**Set of tasks**
(a) In the fuel price issue thread, what three things is the output table of fuel costs aggregated by?
(b) Please resume the fuel price issue thread, writing on from its final sentence.

**Selected text**
Implement fuel price filling using API aggregations

catalyst-cooperative / pudl

The Public Utility Data Liberation Project provides analysis-ready energy system data to climate advocates, researchers, policymakers, and journalists.

https://catalyst.coop/pudl

MIT License

456 stars 106 forks source link

Implement fuel price filling using API aggregations #1765

Closed zaneselvans closed 1 year ago

zaneselvans commented 1 year ago

Following on #1764, re-implement the filling of missing fuel prices in the output / analysis functions using the appropriate aggregated fuel prices that have been collected from the EIA API, and which should now be available from the PUDL DB.

[x] Define and load new static association tables based on pudl.metadata.dfs.SECTOR_AGGREGATE_ASSN and pudl.metadata.dfs.FUEL_AGGREGATE_ASSN
[ ] Order the available fuel price aggregates from most to least specific, so more precise aggregations can be prioritized.
[x] Iteratively use the stored aggregates to fill in missing fuel prices based on time, location, fuel type, and industrial sector.
[x] Compare the aggregated fuel prices available from the API to our best guesses of what the aggregates should be for times/places/fuels/sectors where we have a lot of data, to verify that nothing crazy is happening.

TrentonBush commented 1 year ago

The first iteration of this is to simply reimplement the same filling method used by the EIA API process, but using cached values from the bulk data instead of fetching them from the unreliable web API. Concretely, that means reimplementing pudl.output.eia923.get_fuel_cost_avg_eiaapi() using the bulk data.

That output consists of a table of fuel costs aggregated by month, state, and fuel type. All values are for the "electric power (total)" sector (utilities + IPPs). That information is easily available in the bulk data.

**Given information**
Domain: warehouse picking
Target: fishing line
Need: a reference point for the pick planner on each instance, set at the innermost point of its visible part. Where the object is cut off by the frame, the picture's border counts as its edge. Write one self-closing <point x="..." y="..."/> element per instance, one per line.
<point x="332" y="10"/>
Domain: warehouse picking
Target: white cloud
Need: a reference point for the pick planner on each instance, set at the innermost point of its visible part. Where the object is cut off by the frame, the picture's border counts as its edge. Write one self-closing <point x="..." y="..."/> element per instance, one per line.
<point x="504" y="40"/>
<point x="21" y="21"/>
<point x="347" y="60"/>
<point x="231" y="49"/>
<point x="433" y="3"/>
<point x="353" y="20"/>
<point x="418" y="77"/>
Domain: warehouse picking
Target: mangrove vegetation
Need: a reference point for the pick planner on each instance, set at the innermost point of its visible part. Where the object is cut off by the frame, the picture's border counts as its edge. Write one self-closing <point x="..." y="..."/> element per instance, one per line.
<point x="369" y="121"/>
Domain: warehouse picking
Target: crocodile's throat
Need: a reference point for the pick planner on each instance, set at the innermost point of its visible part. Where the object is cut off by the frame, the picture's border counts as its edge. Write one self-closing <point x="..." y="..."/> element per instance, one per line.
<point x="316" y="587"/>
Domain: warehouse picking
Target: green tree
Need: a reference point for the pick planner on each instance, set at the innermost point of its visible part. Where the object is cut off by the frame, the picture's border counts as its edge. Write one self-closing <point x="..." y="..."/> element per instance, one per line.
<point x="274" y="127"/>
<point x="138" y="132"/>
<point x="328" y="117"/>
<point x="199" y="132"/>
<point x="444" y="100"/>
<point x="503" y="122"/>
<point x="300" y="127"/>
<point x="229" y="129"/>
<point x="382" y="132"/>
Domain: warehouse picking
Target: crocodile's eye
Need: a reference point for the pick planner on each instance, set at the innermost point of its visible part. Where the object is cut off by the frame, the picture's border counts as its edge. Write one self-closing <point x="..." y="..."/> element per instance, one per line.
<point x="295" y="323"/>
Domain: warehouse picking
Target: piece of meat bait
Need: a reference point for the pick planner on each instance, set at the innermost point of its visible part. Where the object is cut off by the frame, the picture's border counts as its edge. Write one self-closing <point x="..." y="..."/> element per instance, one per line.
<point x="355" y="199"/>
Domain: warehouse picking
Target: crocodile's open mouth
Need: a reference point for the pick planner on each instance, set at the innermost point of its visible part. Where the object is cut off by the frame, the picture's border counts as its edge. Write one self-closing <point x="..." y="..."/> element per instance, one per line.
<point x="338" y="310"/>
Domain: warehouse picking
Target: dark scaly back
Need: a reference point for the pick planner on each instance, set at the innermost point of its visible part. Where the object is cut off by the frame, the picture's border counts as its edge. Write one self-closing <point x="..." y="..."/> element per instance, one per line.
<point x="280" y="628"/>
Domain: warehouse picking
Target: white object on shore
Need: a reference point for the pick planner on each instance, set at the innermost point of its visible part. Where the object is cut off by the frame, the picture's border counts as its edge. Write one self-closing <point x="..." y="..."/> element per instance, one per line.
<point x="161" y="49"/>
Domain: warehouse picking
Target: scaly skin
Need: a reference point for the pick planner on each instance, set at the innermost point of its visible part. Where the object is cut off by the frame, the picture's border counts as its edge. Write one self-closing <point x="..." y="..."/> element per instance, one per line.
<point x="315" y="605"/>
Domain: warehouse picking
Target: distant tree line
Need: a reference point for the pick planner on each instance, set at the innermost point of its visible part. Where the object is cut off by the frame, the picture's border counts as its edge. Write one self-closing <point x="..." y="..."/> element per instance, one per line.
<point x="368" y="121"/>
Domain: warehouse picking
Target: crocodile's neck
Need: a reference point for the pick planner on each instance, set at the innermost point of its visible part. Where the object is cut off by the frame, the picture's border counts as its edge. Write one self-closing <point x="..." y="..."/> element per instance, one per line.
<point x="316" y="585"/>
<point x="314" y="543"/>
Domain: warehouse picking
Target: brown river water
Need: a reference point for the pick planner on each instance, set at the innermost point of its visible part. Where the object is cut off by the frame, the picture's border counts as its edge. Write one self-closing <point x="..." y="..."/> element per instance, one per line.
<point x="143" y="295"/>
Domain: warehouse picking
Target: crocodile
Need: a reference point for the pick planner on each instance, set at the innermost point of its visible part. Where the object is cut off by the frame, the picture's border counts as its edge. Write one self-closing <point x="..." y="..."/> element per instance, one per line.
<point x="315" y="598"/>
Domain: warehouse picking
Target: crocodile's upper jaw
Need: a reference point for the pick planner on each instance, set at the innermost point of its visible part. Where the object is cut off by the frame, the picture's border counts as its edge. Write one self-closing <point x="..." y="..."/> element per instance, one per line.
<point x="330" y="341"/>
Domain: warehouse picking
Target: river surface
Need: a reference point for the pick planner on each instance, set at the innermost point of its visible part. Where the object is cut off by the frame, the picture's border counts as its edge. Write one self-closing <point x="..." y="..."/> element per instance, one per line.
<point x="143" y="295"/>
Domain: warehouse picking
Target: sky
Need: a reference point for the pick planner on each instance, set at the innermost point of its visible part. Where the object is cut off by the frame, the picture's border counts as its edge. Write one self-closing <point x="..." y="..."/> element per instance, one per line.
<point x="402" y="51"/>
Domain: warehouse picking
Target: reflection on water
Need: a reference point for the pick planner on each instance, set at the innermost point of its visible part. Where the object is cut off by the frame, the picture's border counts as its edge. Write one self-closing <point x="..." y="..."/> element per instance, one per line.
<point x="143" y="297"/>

**Final results**
(a) Month, state, and fuel type.

(b)
The only significant difference I see is that the get_fuel_cost_avg_eiaapi fuel costs are given per unit (though immediately processed into per MMBTU in pudl.output.eia923.fuel_receipts_costs_eia923()) , whereas the bulk data is per MMBTU from the start. So a few lines of processing code in fuel_receipts_costs_eia923 must be changed to account for this difference.

TrentonBush commented 1 year ago

The fuel costs from the API imputation can be quite different compared to the costs from the bulk data (see scatter plot below. It is a log-log plot of API (x axis) vs bulk (y axis) fuel costs per mmBTU. Both axes are log10 scale). Note that the exact same rows are imputed in both cases -- the differences are in the imputed values themselves. loglog_fuel_prices

I think this is because the current API code ingests aggregate per-unit fuel costs and converts them to per-mmbtu by dividing by row-level fuel_mmbtu_per_unit. The existing bulk data method uses aggregate per-mmbtu fuel costs directly, which stays at the aggregate level. It is possible to extract the per-unit data series from the bulk data and use either process (we would need to change the bulk data ETL code).

I think the question of "which is better" belongs with the second stage of this work (not in scope for this issue) about improving the imputation model & methodology. For now I have used the direct, aggregate fuel_cost_per_mmbtu from the bulk data.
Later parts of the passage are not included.